SET TASK: Retype exactly the lines that run from the line with "Please put a marker on the snow-covered ground" to the final line of the entries, keeping both ends and nothing else.

DATA LINES:
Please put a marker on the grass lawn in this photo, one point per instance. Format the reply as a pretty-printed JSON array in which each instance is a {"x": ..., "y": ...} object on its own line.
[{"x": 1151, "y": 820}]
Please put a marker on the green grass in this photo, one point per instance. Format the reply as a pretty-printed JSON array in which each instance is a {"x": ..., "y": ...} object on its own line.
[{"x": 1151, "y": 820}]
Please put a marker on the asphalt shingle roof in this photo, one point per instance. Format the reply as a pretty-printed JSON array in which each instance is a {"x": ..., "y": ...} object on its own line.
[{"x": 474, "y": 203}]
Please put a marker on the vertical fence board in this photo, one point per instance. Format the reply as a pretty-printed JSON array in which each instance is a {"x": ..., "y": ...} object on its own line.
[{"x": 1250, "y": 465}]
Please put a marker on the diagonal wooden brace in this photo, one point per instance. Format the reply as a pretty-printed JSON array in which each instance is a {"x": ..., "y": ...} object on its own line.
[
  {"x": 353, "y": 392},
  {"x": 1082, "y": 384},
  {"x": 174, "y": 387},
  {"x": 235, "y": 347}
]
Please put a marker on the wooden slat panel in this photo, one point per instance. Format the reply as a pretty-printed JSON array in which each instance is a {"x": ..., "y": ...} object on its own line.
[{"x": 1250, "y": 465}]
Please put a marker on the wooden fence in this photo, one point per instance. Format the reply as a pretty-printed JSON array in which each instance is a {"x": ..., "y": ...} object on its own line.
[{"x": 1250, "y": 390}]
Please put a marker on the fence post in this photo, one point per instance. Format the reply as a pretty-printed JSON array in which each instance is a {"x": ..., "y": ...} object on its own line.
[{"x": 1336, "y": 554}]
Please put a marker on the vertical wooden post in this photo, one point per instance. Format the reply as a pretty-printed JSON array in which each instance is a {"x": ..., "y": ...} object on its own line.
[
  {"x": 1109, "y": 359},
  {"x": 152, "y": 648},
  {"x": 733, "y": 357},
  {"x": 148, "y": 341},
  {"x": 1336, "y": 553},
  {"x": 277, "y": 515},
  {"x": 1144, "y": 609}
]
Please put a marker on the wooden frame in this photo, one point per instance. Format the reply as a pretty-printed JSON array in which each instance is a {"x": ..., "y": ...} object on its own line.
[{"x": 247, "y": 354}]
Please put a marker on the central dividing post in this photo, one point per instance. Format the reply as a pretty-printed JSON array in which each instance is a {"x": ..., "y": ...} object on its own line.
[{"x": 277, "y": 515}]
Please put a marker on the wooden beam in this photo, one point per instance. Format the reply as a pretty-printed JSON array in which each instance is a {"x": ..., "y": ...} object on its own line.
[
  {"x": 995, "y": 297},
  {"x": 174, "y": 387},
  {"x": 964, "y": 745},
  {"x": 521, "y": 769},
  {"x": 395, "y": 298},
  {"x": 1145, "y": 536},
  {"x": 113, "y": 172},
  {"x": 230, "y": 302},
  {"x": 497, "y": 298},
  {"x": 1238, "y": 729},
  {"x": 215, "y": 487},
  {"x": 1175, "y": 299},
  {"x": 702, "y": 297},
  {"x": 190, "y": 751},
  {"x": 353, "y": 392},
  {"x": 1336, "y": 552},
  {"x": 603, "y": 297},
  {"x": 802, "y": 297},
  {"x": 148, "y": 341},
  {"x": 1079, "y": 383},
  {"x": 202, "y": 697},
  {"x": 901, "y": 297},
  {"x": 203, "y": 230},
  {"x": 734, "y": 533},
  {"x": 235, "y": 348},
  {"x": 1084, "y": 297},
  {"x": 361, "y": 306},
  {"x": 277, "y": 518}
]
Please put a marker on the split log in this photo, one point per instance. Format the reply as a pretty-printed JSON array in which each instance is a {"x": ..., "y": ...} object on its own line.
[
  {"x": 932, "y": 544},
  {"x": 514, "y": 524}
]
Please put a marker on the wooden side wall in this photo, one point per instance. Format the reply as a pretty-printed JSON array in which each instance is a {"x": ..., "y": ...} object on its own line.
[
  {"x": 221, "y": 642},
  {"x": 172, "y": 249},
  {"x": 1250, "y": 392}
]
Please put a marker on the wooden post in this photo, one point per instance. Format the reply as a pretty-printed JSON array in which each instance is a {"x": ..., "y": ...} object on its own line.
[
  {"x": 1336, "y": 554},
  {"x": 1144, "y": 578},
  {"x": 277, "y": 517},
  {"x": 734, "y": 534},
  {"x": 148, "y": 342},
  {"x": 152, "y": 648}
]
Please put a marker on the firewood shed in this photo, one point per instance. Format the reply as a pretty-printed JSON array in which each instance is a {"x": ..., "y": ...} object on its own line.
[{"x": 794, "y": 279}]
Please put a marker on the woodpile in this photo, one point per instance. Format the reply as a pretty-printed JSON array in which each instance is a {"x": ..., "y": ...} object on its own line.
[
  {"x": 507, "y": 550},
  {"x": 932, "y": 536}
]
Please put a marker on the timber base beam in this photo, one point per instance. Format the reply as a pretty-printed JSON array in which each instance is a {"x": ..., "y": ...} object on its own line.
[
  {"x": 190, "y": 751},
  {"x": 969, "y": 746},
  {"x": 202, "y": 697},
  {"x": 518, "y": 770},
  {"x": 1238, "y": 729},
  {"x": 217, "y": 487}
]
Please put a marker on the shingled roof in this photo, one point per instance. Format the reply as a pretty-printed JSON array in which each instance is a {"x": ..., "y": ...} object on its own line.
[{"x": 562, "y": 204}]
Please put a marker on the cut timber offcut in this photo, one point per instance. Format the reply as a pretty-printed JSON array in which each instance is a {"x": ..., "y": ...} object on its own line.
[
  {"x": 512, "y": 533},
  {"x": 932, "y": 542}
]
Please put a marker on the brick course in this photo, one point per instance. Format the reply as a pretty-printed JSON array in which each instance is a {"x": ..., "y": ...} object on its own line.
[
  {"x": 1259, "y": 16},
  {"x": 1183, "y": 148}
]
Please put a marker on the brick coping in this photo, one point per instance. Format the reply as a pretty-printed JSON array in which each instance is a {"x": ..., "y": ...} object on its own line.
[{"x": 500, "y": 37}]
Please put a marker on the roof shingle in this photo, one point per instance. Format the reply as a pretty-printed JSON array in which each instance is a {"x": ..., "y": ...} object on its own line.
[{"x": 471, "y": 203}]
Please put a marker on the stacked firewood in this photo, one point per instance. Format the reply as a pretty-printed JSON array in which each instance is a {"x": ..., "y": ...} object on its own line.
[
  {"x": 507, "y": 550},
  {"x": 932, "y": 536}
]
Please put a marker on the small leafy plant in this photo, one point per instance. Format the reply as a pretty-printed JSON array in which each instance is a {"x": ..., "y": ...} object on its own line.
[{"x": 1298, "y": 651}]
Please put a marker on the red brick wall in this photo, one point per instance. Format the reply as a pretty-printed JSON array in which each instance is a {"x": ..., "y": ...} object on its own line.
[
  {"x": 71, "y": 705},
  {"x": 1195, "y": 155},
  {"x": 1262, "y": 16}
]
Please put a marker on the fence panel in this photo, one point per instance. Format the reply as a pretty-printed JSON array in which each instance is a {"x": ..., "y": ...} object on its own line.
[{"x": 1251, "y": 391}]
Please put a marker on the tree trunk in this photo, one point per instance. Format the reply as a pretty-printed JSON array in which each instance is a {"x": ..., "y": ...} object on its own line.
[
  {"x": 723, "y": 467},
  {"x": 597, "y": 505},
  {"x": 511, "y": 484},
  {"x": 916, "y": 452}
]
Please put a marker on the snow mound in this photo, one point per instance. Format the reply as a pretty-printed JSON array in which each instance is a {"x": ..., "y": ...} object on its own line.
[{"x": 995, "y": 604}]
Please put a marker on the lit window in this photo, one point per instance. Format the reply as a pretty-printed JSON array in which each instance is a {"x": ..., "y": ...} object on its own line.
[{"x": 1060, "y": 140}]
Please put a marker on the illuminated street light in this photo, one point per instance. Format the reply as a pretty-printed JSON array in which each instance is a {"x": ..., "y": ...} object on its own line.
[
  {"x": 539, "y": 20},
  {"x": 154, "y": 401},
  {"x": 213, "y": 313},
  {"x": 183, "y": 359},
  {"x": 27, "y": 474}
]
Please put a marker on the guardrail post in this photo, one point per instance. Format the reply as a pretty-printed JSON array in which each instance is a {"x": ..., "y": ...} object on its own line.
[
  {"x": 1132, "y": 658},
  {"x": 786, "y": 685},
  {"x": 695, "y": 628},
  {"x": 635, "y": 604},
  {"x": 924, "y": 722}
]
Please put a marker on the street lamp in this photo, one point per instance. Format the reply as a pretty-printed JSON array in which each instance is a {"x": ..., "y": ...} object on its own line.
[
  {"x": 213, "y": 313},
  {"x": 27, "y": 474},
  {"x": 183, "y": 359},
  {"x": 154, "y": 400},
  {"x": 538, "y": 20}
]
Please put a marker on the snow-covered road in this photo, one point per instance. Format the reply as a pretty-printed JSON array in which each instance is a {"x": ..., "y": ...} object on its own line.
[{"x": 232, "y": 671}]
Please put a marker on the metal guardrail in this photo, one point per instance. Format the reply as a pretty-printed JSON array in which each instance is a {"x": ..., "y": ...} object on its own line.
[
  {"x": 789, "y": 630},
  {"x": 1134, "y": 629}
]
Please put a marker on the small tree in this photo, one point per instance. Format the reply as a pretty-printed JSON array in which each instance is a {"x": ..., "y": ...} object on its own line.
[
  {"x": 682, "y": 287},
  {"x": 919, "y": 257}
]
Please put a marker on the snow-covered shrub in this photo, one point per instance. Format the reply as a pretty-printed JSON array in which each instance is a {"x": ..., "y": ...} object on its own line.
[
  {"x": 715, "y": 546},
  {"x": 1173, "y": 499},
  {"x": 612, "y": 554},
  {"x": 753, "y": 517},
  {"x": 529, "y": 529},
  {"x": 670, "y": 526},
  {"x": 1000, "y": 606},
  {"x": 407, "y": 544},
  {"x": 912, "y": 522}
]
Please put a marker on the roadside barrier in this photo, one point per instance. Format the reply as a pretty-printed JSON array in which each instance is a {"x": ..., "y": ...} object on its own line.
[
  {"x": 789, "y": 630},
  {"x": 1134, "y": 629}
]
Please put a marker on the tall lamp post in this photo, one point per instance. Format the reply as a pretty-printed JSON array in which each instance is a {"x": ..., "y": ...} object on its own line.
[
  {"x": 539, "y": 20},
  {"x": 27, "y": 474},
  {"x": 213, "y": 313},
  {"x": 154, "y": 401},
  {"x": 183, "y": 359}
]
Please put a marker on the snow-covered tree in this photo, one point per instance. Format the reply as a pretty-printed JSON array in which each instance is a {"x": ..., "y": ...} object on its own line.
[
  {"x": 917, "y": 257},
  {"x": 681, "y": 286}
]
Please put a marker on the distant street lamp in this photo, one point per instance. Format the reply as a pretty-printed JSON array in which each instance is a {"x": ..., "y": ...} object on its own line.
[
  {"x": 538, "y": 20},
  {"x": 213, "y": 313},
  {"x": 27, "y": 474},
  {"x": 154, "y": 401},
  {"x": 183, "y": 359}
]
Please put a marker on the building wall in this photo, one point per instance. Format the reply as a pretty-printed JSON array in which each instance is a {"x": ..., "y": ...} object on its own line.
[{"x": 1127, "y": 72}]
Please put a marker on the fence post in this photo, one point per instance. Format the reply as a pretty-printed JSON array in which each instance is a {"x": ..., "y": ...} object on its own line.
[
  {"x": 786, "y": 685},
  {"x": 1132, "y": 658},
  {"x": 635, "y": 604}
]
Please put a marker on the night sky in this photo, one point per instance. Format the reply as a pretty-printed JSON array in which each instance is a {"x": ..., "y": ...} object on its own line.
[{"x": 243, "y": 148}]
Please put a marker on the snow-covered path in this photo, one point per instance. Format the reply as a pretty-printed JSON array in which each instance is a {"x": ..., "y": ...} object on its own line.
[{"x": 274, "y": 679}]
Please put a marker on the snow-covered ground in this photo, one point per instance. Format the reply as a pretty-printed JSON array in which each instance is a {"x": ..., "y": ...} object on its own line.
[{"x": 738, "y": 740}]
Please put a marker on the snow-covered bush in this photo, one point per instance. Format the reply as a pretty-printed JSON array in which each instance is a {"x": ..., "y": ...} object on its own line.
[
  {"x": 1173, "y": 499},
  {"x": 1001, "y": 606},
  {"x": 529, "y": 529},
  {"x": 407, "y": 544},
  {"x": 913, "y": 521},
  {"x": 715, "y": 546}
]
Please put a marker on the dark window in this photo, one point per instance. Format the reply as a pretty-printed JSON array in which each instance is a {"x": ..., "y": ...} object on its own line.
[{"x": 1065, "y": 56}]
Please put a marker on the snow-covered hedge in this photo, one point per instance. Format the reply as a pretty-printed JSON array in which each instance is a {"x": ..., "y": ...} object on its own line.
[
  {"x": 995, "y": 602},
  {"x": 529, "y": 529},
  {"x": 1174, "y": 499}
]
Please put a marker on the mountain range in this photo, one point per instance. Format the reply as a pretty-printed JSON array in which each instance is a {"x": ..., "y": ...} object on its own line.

ANSWER TO THE TASK:
Please put a marker on the snow-covered ground in this photo, one point per instance. Format the reply as a pretty-printed JSON array in which each instance is a {"x": ..., "y": ...} object on its own line.
[{"x": 738, "y": 740}]
Please put a marker on the snow-covered bush in this photo, one point per instance. Format the reply as a pretty-printed JSON array in which each instance is a {"x": ..., "y": ...} object on its own line.
[
  {"x": 1173, "y": 499},
  {"x": 1001, "y": 606},
  {"x": 529, "y": 529},
  {"x": 407, "y": 544},
  {"x": 913, "y": 521},
  {"x": 715, "y": 546}
]
Please put a marker on the dark window in this photo, one point per instance. Format the reply as a pretty-printed JSON array in which each instance is a {"x": ..., "y": ...} object on its own line.
[{"x": 1065, "y": 56}]
Please put a marker on the snow-covered hedge in this photo, one point per instance. Format the reply as a pretty-printed JSON array in which each instance is a {"x": ..., "y": ...} object on its own line.
[
  {"x": 995, "y": 602},
  {"x": 529, "y": 529},
  {"x": 1174, "y": 499}
]
Please put a marker on the mountain range in this photo, one point per instance. Format the reply as a pretty-printed JSON array in which each instance is a {"x": ..., "y": ...} object on its own line.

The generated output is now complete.